| PROBLEM REQUIREMENTS |
Pick out and copy every line of the records below that contains the string "stadium". Case matters.

Records of labeled shapes:
--------------------

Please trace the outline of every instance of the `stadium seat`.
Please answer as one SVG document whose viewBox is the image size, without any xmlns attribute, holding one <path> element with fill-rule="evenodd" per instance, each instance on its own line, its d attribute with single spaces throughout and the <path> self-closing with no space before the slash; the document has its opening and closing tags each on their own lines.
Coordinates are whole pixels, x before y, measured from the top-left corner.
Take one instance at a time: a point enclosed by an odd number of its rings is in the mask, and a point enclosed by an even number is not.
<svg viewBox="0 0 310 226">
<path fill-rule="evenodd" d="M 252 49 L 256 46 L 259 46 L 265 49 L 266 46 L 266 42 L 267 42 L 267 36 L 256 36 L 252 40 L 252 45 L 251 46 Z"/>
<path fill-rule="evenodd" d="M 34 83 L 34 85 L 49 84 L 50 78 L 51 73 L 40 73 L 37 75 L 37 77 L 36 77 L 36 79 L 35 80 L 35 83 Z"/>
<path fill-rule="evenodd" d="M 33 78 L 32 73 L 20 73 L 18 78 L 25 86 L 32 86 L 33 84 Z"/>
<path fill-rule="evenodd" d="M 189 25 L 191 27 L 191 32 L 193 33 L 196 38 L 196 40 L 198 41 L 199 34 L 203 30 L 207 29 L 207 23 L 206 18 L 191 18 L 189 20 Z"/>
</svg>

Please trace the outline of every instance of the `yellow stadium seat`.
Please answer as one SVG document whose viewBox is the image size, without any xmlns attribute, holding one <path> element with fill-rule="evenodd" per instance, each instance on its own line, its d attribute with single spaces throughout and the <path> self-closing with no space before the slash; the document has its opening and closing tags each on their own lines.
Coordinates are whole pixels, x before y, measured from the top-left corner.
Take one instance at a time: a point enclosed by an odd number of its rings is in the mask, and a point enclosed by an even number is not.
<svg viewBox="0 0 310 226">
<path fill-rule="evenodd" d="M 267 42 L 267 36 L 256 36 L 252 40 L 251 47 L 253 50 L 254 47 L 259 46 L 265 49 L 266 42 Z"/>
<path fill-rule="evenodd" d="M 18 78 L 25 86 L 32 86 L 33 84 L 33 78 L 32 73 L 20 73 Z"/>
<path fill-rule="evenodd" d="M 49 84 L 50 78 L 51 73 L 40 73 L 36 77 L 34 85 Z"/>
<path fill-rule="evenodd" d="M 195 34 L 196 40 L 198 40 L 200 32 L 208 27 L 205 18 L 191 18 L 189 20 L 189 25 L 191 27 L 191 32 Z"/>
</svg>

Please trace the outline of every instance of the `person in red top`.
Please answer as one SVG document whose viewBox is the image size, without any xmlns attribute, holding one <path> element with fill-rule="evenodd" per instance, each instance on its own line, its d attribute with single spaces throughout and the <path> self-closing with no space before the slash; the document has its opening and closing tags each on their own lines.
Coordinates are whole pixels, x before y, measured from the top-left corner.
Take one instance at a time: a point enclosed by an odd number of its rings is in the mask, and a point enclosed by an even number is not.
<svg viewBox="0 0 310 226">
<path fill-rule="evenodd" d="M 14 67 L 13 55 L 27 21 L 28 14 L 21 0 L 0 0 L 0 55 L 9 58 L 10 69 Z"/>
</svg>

--------------------

| ANSWER TO THE PROBLEM |
Please trace the outline of every instance of the `stadium seat`.
Please trace the outline of every instance of the `yellow stadium seat`.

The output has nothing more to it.